Saved entries
__________________________________________________

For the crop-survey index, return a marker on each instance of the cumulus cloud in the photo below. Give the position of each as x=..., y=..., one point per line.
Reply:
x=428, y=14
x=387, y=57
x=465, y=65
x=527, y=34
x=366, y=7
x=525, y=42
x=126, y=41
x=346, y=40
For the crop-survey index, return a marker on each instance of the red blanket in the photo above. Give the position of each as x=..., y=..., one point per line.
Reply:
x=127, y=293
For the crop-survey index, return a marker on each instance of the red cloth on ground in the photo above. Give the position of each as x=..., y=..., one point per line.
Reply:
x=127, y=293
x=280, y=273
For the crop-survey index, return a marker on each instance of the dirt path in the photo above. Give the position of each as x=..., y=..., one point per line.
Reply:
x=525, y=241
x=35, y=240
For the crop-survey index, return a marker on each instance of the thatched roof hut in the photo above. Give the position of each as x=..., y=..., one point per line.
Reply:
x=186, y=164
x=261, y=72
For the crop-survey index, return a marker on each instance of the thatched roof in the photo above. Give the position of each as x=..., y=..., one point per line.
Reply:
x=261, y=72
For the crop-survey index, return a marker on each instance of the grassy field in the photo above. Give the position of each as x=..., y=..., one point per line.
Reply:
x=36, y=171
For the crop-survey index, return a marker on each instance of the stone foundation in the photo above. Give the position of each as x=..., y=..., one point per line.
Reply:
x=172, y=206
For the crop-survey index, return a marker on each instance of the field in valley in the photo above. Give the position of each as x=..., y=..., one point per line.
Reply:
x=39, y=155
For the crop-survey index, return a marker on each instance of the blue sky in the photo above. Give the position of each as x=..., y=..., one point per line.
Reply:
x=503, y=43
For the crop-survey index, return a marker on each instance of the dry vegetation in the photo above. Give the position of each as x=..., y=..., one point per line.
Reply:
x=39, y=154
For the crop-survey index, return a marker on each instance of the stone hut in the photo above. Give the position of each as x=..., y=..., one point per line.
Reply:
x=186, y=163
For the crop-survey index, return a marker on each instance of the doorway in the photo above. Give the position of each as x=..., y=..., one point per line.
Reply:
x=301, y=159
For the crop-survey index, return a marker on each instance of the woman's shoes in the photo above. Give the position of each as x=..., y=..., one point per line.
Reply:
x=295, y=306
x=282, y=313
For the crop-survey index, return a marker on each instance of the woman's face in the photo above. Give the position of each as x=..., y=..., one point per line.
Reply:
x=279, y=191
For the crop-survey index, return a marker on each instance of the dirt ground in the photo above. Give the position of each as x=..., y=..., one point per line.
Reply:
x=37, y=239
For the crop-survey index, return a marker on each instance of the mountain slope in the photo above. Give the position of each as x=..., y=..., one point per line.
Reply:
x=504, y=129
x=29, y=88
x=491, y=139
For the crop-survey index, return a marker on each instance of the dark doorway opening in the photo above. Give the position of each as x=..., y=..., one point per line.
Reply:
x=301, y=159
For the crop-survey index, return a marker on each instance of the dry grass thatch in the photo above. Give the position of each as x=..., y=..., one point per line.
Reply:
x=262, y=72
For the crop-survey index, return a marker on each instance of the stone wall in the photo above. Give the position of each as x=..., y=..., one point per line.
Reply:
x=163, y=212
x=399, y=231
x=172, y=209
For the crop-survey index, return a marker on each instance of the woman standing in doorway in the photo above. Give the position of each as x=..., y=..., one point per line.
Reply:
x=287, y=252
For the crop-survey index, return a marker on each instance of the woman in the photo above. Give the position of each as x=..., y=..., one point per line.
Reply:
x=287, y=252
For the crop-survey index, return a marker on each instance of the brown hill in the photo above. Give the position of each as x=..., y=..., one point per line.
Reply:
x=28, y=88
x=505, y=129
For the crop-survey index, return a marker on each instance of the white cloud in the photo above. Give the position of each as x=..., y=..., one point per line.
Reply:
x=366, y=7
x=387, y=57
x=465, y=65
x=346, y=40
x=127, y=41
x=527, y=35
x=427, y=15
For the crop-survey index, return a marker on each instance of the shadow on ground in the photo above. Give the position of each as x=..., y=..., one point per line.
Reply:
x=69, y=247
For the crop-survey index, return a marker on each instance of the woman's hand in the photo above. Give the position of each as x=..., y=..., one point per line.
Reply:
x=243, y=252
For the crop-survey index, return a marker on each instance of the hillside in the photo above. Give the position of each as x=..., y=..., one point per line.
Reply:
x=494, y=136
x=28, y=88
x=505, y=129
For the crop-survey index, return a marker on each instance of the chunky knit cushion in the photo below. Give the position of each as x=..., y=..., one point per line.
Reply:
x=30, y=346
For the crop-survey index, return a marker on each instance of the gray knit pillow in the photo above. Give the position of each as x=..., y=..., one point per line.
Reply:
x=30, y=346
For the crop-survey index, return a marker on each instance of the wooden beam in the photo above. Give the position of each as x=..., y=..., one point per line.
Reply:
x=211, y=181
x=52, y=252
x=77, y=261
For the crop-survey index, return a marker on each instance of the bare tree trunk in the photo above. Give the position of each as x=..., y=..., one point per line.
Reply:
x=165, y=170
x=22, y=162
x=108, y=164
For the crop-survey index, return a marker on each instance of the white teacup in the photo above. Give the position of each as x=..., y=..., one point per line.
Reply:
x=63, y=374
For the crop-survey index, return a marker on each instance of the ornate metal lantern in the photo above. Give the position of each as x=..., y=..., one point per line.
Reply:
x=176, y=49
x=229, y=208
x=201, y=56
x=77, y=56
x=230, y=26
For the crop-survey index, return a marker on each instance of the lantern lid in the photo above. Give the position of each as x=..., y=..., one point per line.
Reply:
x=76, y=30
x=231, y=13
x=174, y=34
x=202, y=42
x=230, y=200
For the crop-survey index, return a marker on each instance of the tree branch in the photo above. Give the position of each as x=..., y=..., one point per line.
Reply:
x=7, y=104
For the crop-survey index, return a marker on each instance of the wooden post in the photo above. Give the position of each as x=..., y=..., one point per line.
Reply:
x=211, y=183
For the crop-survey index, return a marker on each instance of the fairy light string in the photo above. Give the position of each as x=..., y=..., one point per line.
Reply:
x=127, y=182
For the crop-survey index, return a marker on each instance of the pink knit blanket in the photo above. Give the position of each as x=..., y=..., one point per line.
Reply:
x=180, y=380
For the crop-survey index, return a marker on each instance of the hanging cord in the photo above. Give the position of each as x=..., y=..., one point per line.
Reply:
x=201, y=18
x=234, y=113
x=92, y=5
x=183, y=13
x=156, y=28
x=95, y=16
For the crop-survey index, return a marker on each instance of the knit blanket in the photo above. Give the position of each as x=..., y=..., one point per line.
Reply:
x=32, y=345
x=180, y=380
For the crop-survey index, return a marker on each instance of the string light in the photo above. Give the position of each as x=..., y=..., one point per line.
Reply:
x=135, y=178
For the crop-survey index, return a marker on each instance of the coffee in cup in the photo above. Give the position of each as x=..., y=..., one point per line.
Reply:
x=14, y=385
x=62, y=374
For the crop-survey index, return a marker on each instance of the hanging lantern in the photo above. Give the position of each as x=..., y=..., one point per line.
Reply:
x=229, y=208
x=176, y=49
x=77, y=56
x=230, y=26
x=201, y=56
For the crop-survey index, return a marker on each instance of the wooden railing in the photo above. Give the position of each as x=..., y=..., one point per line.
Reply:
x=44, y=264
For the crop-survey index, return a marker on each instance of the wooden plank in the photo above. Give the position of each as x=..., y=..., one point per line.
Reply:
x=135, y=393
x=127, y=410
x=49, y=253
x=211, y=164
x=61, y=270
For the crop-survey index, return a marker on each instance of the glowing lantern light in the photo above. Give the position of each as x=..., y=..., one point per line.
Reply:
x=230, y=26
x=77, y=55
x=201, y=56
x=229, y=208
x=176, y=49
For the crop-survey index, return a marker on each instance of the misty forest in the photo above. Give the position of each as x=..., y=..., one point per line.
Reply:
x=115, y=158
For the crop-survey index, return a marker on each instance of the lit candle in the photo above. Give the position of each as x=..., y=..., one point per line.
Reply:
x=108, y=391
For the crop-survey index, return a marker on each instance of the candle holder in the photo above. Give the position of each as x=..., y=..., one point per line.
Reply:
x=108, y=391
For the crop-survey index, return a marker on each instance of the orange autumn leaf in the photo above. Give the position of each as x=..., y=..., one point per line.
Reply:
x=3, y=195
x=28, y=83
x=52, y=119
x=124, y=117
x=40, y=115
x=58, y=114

__________________________________________________

# What the task asks
Rewrite the part of the listing above that opens with the line containing "of the blue" and closes with the line containing "x=186, y=163" as a Markdown table. Use the columns Row and Text, give each line its own numbered row, and leave out blank lines.

# The completed task
| Row | Text |
|---|---|
| 1 | For the crop-survey index, return a marker on each instance of the blue sky in the photo above. Give the position of each as x=..., y=..., one point per line. |
| 2 | Reply: |
| 3 | x=503, y=43 |
| 4 | For the crop-survey index, return a marker on each instance of the dry vegetation in the photo above. Give the position of each as x=..., y=..., one point per line. |
| 5 | Reply: |
| 6 | x=39, y=154 |
| 7 | For the crop-survey index, return a marker on each instance of the stone hut in the photo above. Give the position of each as x=..., y=..., one point per line. |
| 8 | Reply: |
| 9 | x=186, y=163 |